======== MATERIAL TO PROCESS ========
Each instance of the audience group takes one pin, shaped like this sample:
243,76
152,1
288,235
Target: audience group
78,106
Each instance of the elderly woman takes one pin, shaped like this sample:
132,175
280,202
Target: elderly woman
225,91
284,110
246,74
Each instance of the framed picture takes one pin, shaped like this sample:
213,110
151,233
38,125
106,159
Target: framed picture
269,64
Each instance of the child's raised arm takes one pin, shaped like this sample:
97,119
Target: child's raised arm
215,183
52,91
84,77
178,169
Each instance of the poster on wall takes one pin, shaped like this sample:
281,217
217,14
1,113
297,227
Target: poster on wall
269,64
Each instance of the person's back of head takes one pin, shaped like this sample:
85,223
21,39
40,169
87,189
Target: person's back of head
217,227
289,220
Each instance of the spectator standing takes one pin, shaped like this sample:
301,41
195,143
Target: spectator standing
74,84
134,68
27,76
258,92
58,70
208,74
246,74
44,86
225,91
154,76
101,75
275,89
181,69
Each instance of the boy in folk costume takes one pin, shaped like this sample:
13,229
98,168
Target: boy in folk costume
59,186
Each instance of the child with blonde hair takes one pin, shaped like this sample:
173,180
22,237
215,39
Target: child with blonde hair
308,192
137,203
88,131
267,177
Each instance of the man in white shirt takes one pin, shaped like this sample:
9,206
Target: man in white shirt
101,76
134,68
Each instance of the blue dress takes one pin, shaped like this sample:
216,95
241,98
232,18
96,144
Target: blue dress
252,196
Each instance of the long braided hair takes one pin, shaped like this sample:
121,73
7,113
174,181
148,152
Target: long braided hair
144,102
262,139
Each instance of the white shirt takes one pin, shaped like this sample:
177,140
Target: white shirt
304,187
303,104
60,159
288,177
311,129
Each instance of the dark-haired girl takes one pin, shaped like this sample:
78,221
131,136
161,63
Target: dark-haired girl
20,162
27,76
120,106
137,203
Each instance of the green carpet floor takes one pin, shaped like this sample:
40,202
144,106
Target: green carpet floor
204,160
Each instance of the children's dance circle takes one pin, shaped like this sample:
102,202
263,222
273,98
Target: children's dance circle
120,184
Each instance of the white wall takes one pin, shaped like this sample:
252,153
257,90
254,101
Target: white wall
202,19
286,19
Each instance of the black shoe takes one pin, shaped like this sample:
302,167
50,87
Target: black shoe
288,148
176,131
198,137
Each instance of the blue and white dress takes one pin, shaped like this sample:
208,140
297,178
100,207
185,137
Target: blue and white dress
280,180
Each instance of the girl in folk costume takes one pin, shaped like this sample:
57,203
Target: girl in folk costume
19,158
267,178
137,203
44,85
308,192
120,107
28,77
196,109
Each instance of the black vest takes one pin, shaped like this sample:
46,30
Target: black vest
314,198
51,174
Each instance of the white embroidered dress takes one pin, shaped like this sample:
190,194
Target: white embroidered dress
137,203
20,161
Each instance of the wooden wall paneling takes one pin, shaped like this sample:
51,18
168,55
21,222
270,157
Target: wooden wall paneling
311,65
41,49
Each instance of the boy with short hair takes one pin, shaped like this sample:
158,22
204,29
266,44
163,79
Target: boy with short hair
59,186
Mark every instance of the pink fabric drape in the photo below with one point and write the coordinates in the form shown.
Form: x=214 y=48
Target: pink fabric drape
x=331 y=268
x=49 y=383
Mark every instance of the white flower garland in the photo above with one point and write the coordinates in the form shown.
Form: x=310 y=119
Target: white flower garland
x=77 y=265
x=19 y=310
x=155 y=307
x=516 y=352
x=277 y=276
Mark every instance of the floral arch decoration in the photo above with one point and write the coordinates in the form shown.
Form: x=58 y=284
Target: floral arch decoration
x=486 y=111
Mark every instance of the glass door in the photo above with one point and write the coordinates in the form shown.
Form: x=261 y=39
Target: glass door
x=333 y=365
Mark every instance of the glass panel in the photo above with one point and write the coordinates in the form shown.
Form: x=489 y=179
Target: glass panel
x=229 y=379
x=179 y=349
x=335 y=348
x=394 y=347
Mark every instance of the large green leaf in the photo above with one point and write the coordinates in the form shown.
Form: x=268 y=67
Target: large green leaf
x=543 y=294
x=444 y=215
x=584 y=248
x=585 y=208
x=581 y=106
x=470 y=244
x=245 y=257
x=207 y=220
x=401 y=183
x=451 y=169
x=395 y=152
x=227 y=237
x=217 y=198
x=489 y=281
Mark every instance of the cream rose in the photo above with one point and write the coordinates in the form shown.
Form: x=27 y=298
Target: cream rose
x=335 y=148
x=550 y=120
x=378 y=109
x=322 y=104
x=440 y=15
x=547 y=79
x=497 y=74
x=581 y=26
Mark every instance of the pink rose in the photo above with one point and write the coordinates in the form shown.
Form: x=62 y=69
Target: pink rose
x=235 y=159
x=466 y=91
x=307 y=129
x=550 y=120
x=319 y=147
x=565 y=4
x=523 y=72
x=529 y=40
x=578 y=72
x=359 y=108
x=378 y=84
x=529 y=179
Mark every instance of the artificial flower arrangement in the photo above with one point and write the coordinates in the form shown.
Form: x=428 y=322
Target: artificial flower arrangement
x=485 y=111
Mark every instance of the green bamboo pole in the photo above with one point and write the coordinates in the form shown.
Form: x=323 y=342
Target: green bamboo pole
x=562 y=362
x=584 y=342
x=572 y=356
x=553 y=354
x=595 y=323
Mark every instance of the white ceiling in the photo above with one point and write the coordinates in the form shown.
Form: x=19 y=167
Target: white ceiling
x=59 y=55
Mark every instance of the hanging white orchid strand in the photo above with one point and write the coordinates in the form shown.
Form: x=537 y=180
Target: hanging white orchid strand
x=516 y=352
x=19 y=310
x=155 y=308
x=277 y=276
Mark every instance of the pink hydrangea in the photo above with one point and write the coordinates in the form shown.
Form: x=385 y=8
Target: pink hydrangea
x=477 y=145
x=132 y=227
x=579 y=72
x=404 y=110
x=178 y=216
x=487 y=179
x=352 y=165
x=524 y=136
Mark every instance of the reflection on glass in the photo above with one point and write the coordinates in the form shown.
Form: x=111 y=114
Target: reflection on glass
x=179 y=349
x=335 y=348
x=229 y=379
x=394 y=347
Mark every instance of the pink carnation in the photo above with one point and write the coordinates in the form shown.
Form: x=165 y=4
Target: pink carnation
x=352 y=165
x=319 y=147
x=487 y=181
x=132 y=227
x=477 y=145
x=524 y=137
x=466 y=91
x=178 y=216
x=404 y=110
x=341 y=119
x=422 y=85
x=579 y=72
========
- **REQUIRED TASK**: Reproduce the entries above exactly.

- **PROBLEM SOLUTION**:
Each instance of the audience group takes one pin, shaped like this sample:
243,76
152,1
288,235
Target: audience group
78,106
Each instance of the elderly woman takes one pin, shaped like this sample:
132,175
280,202
Target: elderly woman
225,91
284,110
246,74
Each instance of the framed picture takes one pin, shaped like this sample:
213,110
151,233
38,125
106,159
Target: framed picture
269,64
Each instance of the child's raised arm takes one pin, shaped like this sample:
97,119
Target: child's raised arm
215,183
52,91
84,77
178,169
Each instance of the poster on wall takes one pin, shaped like this sample:
281,217
217,14
1,113
297,227
Target: poster on wall
269,64
Each instance of the person's back of head takes one pin, shaped like this sample:
85,223
21,39
40,169
87,189
Target: person's back of head
217,227
289,220
Each instance of the spectator standing takes one pin, shaped like this sample:
301,41
195,143
Target: spectator standing
74,84
134,68
27,76
258,92
58,70
208,74
246,74
44,86
225,91
154,76
101,75
275,89
181,69
Each instance of the boy in folk costume takes one pin, shaped like this sample:
13,229
98,168
Target: boy in folk costume
59,186
Each instance of the child with blonde hair takes one pin, shaped like this sample:
173,180
22,237
215,39
Target: child with blonde hair
308,192
137,203
88,131
267,177
Each instance of the man in white shirt takes one pin, shaped like this sample:
9,206
Target: man in white shirt
101,76
134,68
Each instance of the blue dress takes one pin, shaped like this sample:
216,95
241,98
232,18
96,144
Target: blue dress
252,196
Each instance of the long braided hair takes one pin, shaped like this sample:
121,73
7,113
174,181
148,152
Target: long braided hair
144,102
262,139
Each instance of the white shirt takes one pin, shaped like this sample:
177,140
Target: white shirt
304,187
303,104
60,159
288,177
311,129
Each instance of the dark-haired girl takes one pin, shaped like this sample:
78,221
131,136
161,63
Target: dark-haired girl
20,162
27,76
120,106
137,203
Each instance of the green carpet floor takes one pin, shaped like this sample:
40,202
144,106
Target: green carpet floor
204,160
Each instance of the children's dance circle takes one pin, shaped like this sample:
102,202
263,222
273,98
Target: children's dance circle
120,184
Each instance of the white wall takes one pin, shaped like this sample:
252,153
257,90
254,101
Target: white wall
202,19
286,19
Each instance of the black shoe takes one pin, shaped like this sample:
302,167
50,87
Target: black shoe
288,148
176,131
198,137
Each instance of the blue and white dress takes one pin, shaped like this sample:
208,140
297,178
100,207
185,137
Target: blue and white dress
280,180
Each instance of the girl in folk costume takes one pin, shaped like this sample:
57,203
Target: girl in folk costume
19,158
267,178
137,203
44,85
308,192
120,107
28,77
196,109
Each instance of the black vest takes one pin, shaped like this sample:
46,30
Target: black vest
314,198
51,174
Each instance of the white embroidered dress takes one pin, shaped like this sample:
190,194
Target: white embroidered dress
137,203
20,161
Each instance of the wooden wall paneling takes one pin, shaped like this sample:
51,18
168,55
21,222
270,157
Target: wooden wall paneling
311,65
41,49
Each instance of the boy with short hair takes one pin, shaped like this sample:
158,22
204,29
266,44
163,79
Target: boy with short hair
59,186
Mark every instance of the pink fabric drape in the photo below with one point and write the coordinates in the form shown.
Form: x=214 y=48
Target: pink fabric drape
x=331 y=268
x=49 y=383
Mark every instance of the white flower garland in the photo above with one point and write the coordinates in the form shown.
Form: x=310 y=119
Target: white flower garland
x=77 y=265
x=19 y=310
x=155 y=307
x=516 y=352
x=277 y=276
Mark every instance of the floral arch decoration in the photo above with one point and write the coordinates in the form shown.
Form: x=58 y=284
Target: floral arch decoration
x=486 y=111
Mark every instance of the glass door in the photo above with one point and write the coordinates in the form shown.
Form: x=261 y=39
Target: glass door
x=333 y=365
Mark every instance of the glass panel in the photo above with one point and write the coordinates in the form shown.
Form: x=489 y=179
Target: glass panel
x=229 y=379
x=179 y=349
x=335 y=348
x=394 y=347
Mark every instance of the large green leaf in the photo above with one point and write the coordinates in the form shown.
Form: x=268 y=67
Target: large green leaf
x=543 y=294
x=444 y=215
x=584 y=248
x=585 y=208
x=581 y=106
x=470 y=244
x=245 y=257
x=207 y=220
x=401 y=183
x=451 y=169
x=395 y=152
x=227 y=237
x=217 y=198
x=489 y=281
Mark every instance of the cream rose in the photo above with one point and write the coordinates in the form shown.
Form: x=27 y=298
Target: cream rose
x=335 y=148
x=550 y=120
x=378 y=109
x=322 y=104
x=440 y=15
x=547 y=79
x=497 y=74
x=581 y=26
Mark every instance of the pink rose in the photo above with one point and write the coordinates in the form shown.
Form: x=62 y=69
Target: pink rose
x=235 y=159
x=466 y=91
x=307 y=129
x=550 y=120
x=319 y=147
x=565 y=4
x=523 y=72
x=529 y=40
x=578 y=72
x=359 y=108
x=378 y=84
x=529 y=179
Mark every instance of the artificial flower arrangement in the photo above with one point and write the coordinates in the form shown.
Form: x=428 y=322
Target: artificial flower arrangement
x=485 y=111
Mark every instance of the green bamboo pole in the photo above with one point and write the coordinates in the form shown.
Form: x=323 y=342
Target: green bamboo pole
x=562 y=362
x=584 y=342
x=572 y=356
x=553 y=354
x=595 y=323
Mark every instance of the white ceiling in the photo above with one point and write the coordinates in the form shown.
Form: x=19 y=167
Target: white ceiling
x=59 y=55
Mark every instance of the hanging white orchid strand in the photo above with one point and write the coordinates in the form shown.
Form: x=537 y=180
Target: hanging white orchid strand
x=516 y=352
x=19 y=310
x=155 y=308
x=277 y=276
Mark every instance of the pink hydrangea in the photo above with one point and write the coordinates in the form shown.
Form: x=385 y=8
Target: pink hydrangea
x=477 y=145
x=132 y=227
x=579 y=72
x=404 y=110
x=178 y=216
x=487 y=179
x=352 y=165
x=524 y=136
Mark every instance of the reflection on glass in the photo above with one point and write the coordinates in the form shown.
Form: x=111 y=114
Target: reflection on glass
x=179 y=349
x=335 y=348
x=229 y=379
x=394 y=347
Mark every instance of the pink carnation in the photo above with one point and write the coordinates in the form shown.
Form: x=165 y=4
Target: pink carnation
x=352 y=165
x=319 y=147
x=487 y=181
x=132 y=227
x=477 y=145
x=524 y=137
x=466 y=91
x=178 y=216
x=404 y=110
x=341 y=119
x=422 y=85
x=579 y=72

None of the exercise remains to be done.